**Instruction A**. Please put the stretch of the records below, from the line containing "is black leather" through the end of the records, into a numbered list, leaving out any blank lines.

**Document section**.
§ §
17 N.Y.S. 298

Welke v. Welke.

(Supreme Court, General Term, Fifth Department.

January 22, 1892.)

1. Divorce—Adultery—Witnesses.

In an action against a husband for divorce on the ground of adultery, it appeared that the parties were living apart, and that for some time before the action was brought defendant had living with him, as the only other member of his household, an unmarried woman of about his age, in the ostensible relation of housekeeper and domestic servant. The only additional evidence tending to support the charge *299of adultery was the testimony of four men, entire strangers to defendant, who gained access to his house at night under shallow and absurd pretenses. They swore that their visits had no reference to an action for divorce, and did not know that such an action was contemplated. Held, that the referee, if convinced that such witnesses testified falsely as to their pretenses for such visits, had a right to reject the whole of their testimony as unworthy of credit.

2. Same—'Weight of Evidence.

Where such testimony, so far as it tended to show illicit relations between defendant and such woman, beyond the fact that they occupied defendant’s home, was directly contradicted by him and the woman, it failed to establish the fact of adultery.

Appeal from special term, Monroe county.

Action by Bertha Welke against Rudolph Welke for divorce on the ground of adultery. Judgment for defendant. 1 Plaintiff appeals.

Affirmed.

Argued before Dwight, P. J., and Macomber and Lewis, JJ.

C. M. Alien, for appellant. W. F. Rampe, for respondent.

Dwight, P. J.
§ §
[Detection examples]
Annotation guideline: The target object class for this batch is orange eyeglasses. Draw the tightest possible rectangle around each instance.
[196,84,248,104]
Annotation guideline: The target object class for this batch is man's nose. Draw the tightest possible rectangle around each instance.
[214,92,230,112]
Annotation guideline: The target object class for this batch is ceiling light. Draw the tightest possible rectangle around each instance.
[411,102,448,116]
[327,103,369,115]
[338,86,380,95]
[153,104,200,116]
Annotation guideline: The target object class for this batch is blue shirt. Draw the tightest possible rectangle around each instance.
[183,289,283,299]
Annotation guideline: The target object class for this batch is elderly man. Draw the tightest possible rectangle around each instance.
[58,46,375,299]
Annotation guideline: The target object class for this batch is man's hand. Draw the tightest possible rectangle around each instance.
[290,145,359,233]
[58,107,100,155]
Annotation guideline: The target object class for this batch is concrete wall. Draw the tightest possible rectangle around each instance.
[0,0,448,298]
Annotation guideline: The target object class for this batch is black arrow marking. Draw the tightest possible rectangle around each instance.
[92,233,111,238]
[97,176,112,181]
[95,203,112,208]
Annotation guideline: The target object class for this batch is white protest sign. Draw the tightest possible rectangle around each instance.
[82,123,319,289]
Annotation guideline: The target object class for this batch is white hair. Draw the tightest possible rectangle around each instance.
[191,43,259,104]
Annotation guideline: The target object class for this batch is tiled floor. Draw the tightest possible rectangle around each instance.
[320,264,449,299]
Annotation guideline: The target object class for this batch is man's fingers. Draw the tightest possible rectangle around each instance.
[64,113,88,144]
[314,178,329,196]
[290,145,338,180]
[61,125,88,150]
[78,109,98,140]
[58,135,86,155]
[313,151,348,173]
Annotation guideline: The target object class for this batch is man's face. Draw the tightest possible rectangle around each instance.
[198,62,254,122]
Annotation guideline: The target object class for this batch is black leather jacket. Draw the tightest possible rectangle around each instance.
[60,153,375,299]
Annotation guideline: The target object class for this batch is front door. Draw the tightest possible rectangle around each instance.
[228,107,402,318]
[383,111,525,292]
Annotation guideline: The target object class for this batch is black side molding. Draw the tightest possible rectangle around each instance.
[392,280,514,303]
§ §
**Instruction B**. Transcribe the stretch of the divorce case report from "Where such testimony, so" through "term, Monroe county.".

**Task answer A**.
1. Annotation guideline: The target object class for this batch is black leather jacket. Draw the tightest possible rectangle around each instance.
2. [60,153,375,299]
3. Annotation guideline: The target object class for this batch is front door. Draw the tightest possible rectangle around each instance.
4. [228,107,402,318]
5. [383,111,525,292]
6. Annotation guideline: The target object class for this batch is black side molding. Draw the tightest possible rectangle around each instance.
7. [392,280,514,303]

**Task answer B**.
Where such testimony, so far as it tended to show illicit relations between defendant and such woman, beyond the fact that they occupied defendant’s home, was directly contradicted by him and the woman, it failed to establish the fact of adultery.

Appeal from special term, Monroe county.